Quoted passage:
Thus, although the oceans would certainly have been hotter than now, some of the aquatic life that filled the lakes and rivers might have survived – animal life as well as microbes.

The first signs of life

Just how warm the oceans were is difficult to say. One indicator is the oxygen isotope ratio of marine phosphates, since in chemical sediments such as phosphate and calcium carbonate the ratio varies with the temperature of the water from which they precipitated. The oldest such evidence comes from the 3.5–3.2 Ga-old Barberton greenstone belt of South Africa (Blake et al. 2010). When we take into account the isotope ratio of the seawater itself (Johnson & Wing 2020), near-surface ocean temperatures in the range 38–47? C are suggested. Ocean-floor cherts indicate that deeper water was warmer and therefore denser, which makes sense in view of the large volumes of dissolved iron and other chemicals oozing from the mantle. The abundance of these chemicals bears witness to the intensity of seafloor spreading. Devoid of oxygen, saturated in metals, hot and acidic, subsurface waters were uninhabitable. The submerged, formerly terrestrial crust, melted and broken up by asteroid impacts, was in hydrothermal ferment.

Conical stromatolites from the Strelley Pool ChertEvidence of near-surface life from this time is preserved in the Strelley Pool Chert of Western Australia. Here we have a snapshot of environments all the way from the rocky shore to the volcaniclastic deposits of deep water. During ‘a rare pause in igneous and hydrothermal activity’ stromatolites – sedimentary mats and mounds produced by microbes – formed in the shallows, decreasing in abundance where the water deepened and also higher in the succession where increasing evaporation-induced salinity rendered conditions intolerable. The hydrothermal activity reflected the ascent of a molten blob of granite through the craton margin, causing the shelf to dome up and fracture. Soon after the pause, lava up to 8 km thick flooded the region.

Exercise directions: Continue the passage on early oceans and the first signs of life, starting right after its last sentence.

Records shown:

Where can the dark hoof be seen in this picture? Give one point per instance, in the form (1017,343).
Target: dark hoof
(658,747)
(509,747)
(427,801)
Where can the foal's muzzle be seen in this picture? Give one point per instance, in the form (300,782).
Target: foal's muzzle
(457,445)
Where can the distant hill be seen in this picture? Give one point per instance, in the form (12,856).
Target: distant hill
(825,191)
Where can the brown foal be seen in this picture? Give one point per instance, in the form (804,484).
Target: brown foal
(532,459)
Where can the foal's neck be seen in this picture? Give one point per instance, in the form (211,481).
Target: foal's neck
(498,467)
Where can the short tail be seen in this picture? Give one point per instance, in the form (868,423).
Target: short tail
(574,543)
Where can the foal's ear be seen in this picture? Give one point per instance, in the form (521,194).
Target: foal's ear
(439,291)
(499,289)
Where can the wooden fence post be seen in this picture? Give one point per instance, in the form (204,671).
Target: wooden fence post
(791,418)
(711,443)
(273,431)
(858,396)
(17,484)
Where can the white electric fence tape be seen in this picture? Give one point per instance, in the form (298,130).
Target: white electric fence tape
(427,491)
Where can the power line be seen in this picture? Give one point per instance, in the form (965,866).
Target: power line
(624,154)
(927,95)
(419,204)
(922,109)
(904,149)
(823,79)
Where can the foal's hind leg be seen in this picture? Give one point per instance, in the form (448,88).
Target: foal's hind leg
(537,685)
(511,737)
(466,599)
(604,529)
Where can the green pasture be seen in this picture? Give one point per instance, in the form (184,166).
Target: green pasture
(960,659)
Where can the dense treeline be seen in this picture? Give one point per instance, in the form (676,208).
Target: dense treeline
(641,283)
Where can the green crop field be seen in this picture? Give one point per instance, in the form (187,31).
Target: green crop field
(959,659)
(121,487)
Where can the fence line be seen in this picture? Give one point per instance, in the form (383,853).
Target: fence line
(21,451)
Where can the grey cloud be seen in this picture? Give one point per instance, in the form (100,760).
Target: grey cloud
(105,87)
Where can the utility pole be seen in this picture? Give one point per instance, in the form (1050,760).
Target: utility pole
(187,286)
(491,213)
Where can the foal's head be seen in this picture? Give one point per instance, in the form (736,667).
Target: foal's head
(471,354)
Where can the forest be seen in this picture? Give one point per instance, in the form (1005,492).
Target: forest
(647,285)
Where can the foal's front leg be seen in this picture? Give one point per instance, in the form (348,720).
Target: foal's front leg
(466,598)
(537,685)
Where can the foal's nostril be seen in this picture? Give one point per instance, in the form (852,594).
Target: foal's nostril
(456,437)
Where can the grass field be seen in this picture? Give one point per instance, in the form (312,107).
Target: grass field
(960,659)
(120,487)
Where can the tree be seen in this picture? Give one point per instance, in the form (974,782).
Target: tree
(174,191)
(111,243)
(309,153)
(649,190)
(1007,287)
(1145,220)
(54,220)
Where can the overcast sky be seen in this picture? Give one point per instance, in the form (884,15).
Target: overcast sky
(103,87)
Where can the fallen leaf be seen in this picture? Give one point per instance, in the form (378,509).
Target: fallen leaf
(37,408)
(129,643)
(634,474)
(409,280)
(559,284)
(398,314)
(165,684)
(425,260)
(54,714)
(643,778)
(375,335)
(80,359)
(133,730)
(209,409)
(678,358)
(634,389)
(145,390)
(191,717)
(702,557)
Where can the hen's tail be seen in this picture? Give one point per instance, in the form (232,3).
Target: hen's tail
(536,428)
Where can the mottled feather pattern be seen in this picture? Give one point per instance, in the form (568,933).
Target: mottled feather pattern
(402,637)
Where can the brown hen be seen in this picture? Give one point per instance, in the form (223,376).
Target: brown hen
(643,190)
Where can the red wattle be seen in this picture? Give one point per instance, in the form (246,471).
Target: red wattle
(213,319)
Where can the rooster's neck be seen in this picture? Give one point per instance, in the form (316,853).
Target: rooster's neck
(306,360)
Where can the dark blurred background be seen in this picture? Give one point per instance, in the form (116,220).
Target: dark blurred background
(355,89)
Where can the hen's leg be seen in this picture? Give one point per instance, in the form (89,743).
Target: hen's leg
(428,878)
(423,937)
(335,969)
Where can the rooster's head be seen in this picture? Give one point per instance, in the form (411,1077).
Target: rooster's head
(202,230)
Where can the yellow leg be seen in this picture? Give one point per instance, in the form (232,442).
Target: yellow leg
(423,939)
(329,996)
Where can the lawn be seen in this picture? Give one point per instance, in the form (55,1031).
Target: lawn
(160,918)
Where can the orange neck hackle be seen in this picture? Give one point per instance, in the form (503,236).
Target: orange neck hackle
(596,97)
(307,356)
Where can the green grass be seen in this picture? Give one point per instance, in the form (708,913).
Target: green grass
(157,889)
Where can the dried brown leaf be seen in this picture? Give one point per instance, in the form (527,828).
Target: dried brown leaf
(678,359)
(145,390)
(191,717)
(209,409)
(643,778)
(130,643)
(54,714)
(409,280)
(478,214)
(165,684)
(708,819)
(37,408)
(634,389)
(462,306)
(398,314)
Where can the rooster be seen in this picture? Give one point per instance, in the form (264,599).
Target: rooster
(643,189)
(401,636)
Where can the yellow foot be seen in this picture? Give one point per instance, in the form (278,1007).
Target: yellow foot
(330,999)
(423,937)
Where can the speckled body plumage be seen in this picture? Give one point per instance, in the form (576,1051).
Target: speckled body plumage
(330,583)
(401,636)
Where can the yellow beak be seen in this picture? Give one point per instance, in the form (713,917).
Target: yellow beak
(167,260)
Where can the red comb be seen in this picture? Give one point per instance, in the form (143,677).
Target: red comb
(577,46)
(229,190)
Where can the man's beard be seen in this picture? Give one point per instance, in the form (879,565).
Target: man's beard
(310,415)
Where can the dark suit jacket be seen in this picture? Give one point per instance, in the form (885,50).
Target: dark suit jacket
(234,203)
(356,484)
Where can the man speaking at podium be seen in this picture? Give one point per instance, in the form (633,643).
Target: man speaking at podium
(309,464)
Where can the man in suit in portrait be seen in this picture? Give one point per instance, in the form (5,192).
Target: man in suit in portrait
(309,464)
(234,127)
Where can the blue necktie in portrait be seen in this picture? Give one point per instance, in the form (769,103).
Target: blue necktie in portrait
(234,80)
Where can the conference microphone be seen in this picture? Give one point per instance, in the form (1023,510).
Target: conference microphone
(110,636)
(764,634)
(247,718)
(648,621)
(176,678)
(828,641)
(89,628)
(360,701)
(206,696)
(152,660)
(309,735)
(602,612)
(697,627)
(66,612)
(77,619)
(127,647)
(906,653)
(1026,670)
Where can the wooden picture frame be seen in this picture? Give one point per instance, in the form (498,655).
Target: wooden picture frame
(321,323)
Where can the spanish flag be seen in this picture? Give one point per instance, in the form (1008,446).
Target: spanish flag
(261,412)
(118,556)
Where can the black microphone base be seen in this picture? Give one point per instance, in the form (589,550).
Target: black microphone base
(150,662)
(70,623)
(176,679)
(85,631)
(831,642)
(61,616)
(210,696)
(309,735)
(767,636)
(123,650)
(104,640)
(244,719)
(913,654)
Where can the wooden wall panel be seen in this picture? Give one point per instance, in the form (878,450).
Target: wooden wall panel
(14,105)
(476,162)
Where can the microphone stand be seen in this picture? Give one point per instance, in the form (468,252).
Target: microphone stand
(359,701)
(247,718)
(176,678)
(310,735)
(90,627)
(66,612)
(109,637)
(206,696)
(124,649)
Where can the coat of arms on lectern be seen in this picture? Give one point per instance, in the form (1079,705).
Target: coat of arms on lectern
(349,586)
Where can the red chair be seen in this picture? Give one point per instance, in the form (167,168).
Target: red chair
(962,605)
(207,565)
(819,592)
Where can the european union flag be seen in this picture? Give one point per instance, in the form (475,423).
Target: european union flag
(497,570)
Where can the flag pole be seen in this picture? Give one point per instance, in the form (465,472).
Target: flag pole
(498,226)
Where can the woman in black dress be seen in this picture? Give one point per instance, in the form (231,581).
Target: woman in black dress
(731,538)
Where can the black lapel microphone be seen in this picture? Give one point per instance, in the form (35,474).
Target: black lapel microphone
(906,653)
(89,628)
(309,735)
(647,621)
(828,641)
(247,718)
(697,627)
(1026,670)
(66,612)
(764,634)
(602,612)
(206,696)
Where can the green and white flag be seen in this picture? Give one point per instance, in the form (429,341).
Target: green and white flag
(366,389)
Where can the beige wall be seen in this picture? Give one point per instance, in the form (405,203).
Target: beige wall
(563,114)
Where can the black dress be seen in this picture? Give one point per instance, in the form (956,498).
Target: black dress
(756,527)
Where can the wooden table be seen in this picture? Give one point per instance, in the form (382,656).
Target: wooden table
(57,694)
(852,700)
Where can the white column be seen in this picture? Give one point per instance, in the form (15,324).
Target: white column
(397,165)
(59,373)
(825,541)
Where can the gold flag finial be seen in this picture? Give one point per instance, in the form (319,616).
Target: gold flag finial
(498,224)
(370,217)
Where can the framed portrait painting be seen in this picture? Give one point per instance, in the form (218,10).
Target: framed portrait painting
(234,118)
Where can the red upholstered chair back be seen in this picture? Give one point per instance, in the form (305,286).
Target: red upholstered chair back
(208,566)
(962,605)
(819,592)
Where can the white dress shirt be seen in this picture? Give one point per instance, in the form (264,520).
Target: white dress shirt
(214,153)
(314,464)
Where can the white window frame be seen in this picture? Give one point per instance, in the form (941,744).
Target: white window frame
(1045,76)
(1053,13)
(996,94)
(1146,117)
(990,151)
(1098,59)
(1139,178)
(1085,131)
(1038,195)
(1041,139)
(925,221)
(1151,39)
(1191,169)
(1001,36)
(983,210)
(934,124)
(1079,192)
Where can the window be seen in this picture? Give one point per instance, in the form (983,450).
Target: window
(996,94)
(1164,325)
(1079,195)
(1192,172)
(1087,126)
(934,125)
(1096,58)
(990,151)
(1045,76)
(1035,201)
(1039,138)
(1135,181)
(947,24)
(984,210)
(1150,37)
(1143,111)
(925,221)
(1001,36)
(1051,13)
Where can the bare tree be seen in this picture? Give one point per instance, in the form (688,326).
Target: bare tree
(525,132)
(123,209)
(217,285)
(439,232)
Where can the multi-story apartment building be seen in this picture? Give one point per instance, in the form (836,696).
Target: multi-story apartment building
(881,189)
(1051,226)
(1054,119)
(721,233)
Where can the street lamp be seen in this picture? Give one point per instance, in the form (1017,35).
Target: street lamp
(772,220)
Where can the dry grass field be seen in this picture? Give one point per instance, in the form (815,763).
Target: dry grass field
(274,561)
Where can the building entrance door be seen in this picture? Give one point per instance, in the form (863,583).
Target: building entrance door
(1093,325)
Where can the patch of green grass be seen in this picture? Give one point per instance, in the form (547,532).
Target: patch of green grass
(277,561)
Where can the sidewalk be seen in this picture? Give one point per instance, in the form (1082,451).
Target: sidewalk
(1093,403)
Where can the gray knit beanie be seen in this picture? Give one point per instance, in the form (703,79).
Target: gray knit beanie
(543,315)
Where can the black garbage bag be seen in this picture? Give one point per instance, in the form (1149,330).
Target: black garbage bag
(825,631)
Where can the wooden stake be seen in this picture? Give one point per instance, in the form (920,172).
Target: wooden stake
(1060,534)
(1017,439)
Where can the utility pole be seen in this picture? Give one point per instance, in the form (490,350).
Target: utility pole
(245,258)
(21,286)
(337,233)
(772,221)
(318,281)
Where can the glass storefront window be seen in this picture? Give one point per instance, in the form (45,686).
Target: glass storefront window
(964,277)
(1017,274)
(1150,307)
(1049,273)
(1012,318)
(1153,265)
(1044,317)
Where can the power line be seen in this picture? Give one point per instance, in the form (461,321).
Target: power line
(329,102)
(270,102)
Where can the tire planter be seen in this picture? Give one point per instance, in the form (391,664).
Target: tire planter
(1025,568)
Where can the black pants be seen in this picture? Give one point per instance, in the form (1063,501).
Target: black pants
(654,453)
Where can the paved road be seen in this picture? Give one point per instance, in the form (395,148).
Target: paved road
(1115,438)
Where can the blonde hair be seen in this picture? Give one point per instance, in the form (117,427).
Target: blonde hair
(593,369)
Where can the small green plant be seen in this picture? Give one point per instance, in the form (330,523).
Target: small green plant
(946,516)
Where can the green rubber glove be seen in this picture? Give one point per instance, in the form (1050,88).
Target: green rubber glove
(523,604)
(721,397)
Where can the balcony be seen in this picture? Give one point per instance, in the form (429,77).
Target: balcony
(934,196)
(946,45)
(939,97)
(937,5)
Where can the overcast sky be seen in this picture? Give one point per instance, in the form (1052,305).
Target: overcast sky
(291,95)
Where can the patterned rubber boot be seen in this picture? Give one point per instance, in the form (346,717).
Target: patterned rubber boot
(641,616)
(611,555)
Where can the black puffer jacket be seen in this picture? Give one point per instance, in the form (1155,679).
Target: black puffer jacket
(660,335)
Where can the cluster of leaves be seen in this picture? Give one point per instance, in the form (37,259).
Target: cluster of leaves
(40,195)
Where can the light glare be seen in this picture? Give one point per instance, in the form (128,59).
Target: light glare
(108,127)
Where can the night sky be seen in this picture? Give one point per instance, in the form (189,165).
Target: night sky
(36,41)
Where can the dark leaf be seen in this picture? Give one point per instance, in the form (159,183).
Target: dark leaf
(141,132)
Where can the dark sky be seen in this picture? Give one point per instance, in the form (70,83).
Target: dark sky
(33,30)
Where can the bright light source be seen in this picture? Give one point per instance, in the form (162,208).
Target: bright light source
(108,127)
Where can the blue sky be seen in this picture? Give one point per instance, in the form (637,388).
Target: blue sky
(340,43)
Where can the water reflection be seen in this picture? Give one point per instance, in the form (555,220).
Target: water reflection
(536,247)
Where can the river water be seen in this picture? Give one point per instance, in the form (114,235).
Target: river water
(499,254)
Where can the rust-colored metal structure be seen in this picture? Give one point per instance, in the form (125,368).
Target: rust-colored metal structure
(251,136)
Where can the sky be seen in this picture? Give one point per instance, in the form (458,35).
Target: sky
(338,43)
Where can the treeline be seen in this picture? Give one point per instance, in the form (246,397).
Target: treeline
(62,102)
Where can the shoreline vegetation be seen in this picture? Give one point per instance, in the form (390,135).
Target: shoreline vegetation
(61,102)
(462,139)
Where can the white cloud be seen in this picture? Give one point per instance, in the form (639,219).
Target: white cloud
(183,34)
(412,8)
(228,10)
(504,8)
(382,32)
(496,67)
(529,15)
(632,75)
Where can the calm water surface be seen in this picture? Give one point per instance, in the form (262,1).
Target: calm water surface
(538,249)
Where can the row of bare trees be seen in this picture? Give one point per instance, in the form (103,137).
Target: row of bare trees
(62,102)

Response box:
The microbial structures of the Strelley Pool Chert are among the oldest known remains of an ecosystem anywhere. Microbial tubes in the rims of pillow lava from the Barberton are about the same age. Claims of still earlier evidence of life from Akilia, SW Greenland, where some of the world’s oldest rocks are found, tend to be controversial. According to one blunt assessment,

The rocks of Akilia provide no evidence that life existed at or before c. 3.82 Ga, or indeed before 3.67 Ga, or even that traces of life occur at all. The complexity of the rocks (mafic, ultramafic and tonalitic gneisses), multiple episodes of intrusion, intense deformation and high-grade metamorphism, and the absence of any unequivocal evidence that any of the rocks were deposited on the Earth’s surface, suggest that these rocks are wholly unsuitable for the discovery of primordial traces of life.

M J Whitehouse et al, Journal of the Geological Society 166:335-48 (2009)

However, evidence of life earlier than 3.5 Ga continues to be adduced. Primary producers – that is, organisms that feed on inorganic matter rather than other organisms – prefer 12C to 13C when building their tissues, causing organic carbon to be measurably depleted in 13C, typically by around 2.5%. This means that laboratory instruments can detect the presence of life even in the absence of fossils. Organic carbon, along with stromatolites, has been found in Greenland dating to 3.7 Ga. Putative microfossils within iron-rich sedimentary rocks in Quebec date to at least 3.77 Ga. Most startling of all, one zircon from Western Australia preserves an inclusion of organic carbon going back to 4.1 Ga (Bell et al. 2015), immediately before the Cataclysm. Microbes, it seems, were in possession of complex biological machinery from the very beginning.